(L’intervista, per la versione online, è a cura di Alessandra Farro)
Una storia distopica, devastante e, soprattutto, possibile quella raccontata da Fabio Iuliano in “Lithium 48” (Aurora Edizioni 2017). Simone, blogger e musicista “alternative rock” di origini abruzzesi, vive a Parigi pochi mesi dopo il crollo delle Torri Gemelle. Da qui nella sua mente qualcosa si rompe o, forse, semplicemente diventa più intensa: si convince di essere costantemente seguito dalle telecamere finché la paranoia diventa insostenibile.
Il racconto è tratto da una storia vera?

━━━━━━

## Azione richiesta 1
Traduci in inglese questa frase dell'estratto su «Lithium 48»: «Simone, blogger e musicista “alternative rock” di origini abruzzesi, vive a Parigi pochi mesi dopo il crollo delle Torri Gemelle.»
## Azione richiesta 2
Riprendi l'estratto su «Lithium 48» subito dopo l'ultima frase riportata.

━━━━━━

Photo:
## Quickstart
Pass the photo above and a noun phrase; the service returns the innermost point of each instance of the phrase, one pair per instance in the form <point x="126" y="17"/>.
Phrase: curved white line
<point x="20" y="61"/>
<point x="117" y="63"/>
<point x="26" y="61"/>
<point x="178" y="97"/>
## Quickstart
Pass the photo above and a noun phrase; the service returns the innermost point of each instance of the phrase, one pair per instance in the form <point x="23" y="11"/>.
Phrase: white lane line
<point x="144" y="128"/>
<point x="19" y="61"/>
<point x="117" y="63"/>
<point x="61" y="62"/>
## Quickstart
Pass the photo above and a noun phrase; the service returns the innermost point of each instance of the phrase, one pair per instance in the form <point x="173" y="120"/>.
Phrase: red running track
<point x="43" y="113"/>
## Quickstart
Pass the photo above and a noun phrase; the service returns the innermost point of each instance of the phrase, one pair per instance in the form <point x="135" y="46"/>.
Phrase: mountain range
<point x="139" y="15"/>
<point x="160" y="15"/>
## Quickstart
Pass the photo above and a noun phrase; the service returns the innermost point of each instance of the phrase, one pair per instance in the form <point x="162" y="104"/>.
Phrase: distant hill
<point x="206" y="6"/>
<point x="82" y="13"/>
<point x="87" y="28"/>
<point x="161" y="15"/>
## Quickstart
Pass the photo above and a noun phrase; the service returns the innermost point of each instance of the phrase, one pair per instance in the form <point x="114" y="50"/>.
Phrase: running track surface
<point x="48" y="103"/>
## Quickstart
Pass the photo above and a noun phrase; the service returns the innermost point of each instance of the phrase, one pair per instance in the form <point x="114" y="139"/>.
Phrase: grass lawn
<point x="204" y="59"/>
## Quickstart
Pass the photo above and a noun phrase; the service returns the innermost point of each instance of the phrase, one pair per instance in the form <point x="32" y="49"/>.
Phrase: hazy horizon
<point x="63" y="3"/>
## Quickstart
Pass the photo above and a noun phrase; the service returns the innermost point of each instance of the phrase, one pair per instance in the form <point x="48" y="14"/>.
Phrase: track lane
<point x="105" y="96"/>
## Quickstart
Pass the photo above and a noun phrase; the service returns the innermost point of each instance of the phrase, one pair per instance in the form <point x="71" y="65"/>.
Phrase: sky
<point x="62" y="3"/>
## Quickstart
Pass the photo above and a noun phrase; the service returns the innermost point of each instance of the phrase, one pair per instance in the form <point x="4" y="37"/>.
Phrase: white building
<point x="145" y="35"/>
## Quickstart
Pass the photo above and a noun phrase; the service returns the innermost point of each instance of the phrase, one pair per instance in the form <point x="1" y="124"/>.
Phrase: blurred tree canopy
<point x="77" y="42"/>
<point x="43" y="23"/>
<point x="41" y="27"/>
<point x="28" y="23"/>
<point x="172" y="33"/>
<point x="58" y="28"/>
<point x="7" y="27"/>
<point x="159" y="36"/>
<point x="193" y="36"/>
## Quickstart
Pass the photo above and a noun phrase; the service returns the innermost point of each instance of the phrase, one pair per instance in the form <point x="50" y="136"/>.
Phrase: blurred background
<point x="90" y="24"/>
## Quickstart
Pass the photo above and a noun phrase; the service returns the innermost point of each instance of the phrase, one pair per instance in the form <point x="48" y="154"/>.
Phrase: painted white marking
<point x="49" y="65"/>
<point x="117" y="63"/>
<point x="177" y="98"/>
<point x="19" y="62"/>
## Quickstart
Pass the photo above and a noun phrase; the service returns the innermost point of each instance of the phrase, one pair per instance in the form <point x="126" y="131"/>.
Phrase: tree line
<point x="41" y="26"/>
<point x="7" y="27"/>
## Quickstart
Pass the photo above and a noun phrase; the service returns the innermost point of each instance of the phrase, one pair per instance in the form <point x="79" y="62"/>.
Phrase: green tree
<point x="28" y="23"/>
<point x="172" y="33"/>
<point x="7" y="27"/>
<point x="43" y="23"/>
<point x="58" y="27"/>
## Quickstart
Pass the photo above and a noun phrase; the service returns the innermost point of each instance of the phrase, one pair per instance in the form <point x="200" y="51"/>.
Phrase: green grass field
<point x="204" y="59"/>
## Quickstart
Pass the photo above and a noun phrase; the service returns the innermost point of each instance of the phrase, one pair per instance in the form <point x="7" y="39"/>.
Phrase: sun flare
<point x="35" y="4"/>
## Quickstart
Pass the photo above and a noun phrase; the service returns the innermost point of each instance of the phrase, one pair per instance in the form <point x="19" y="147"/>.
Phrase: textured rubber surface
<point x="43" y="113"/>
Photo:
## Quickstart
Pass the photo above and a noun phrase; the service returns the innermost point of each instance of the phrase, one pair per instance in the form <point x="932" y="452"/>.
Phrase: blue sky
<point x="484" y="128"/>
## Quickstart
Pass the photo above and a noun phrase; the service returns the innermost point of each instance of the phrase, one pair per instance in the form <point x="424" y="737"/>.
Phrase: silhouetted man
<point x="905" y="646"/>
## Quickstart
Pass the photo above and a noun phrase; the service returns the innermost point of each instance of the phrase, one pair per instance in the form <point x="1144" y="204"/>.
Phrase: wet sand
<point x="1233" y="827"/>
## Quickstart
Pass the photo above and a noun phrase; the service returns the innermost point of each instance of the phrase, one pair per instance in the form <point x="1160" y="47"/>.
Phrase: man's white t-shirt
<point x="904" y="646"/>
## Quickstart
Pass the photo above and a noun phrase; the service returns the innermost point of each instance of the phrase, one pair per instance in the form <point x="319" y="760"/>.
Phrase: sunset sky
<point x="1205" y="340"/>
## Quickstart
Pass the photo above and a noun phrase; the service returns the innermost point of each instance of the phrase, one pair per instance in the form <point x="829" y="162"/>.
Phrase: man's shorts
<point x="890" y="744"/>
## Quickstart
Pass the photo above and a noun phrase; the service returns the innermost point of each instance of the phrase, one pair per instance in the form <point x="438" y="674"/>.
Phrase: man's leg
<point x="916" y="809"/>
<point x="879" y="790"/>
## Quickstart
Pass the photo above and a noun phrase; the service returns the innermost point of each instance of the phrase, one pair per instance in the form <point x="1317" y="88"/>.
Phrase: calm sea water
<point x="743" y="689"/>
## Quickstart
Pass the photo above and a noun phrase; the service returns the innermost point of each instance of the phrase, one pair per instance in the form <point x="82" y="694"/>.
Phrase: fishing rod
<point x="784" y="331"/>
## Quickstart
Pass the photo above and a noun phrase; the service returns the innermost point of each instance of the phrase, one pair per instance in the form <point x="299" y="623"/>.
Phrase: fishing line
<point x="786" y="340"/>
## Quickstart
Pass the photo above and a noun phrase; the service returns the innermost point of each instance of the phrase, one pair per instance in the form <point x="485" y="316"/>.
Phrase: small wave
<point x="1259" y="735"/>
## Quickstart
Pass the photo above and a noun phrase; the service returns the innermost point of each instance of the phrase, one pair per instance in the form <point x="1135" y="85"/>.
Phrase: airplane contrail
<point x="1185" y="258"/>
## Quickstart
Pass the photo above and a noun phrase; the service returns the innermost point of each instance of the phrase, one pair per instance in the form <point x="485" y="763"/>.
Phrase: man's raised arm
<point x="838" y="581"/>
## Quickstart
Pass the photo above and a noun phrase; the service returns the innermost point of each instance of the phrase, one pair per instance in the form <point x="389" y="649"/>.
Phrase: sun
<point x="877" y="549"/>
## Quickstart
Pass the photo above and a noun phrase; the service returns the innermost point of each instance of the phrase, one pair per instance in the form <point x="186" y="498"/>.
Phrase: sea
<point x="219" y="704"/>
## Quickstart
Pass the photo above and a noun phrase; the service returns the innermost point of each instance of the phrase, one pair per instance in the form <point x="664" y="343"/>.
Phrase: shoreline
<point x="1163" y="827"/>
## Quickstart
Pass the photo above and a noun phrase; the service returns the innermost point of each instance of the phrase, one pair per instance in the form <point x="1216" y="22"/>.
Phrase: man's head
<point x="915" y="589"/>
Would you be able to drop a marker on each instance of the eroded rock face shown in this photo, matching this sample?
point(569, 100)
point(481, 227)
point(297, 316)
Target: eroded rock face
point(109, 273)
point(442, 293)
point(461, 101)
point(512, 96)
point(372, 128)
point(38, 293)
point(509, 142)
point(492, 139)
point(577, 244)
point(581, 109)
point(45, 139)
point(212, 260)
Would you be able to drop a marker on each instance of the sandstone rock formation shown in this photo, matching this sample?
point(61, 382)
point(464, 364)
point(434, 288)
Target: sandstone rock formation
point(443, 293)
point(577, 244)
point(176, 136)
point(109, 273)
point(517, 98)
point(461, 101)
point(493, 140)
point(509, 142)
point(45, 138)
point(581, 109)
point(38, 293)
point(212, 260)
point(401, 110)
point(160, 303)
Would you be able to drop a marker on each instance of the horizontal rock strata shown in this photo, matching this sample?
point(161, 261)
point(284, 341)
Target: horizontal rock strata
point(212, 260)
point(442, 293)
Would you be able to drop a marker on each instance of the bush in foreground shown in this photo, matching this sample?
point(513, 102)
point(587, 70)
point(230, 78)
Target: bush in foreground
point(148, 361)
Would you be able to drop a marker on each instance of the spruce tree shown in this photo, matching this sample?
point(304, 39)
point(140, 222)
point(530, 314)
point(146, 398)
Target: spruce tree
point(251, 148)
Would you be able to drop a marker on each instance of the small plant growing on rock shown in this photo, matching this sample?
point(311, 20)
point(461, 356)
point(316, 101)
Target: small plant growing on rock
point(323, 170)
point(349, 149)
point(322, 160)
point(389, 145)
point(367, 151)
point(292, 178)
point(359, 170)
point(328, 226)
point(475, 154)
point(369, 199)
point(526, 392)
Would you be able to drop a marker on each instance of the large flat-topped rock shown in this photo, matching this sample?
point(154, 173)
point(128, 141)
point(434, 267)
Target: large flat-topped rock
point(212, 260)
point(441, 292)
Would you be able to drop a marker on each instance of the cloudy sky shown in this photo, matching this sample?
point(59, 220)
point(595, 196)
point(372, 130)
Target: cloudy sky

━━━━━━

## Risultato atteso 1
Simone, a blogger and "alternative rock" musician of Abruzzese origin, lives in Paris a few months after the collapse of the Twin Towers.

## Risultato atteso 2
«Ho dato la mia identità – dal modo di vestire ai gusti musicali – a un ragazzo che ha realmente vissuto quello che racconto e che, logicamente, vuole che venga rispettato il suo anonimato, ma ho lasciato che indossasse i miei panni anche perché sentivo l’’esigenza di voler raccontare anche qualcosa su di me. Mi ha raccontato la sua storia in confidenza, gli ho chiesto il permesso di raccontarla senza invadere la sua sfera personale e lui me l’ha concesso: ci siamo scritti e interrogati per anni prima di arrivare a questo libro».
Quello che succede a Simone è quello che accadrebbe se qualcuno si sentisse oggi su “The Truman Show”.
Ha condotto molte ricerche per entrare nella mente di un paranoico?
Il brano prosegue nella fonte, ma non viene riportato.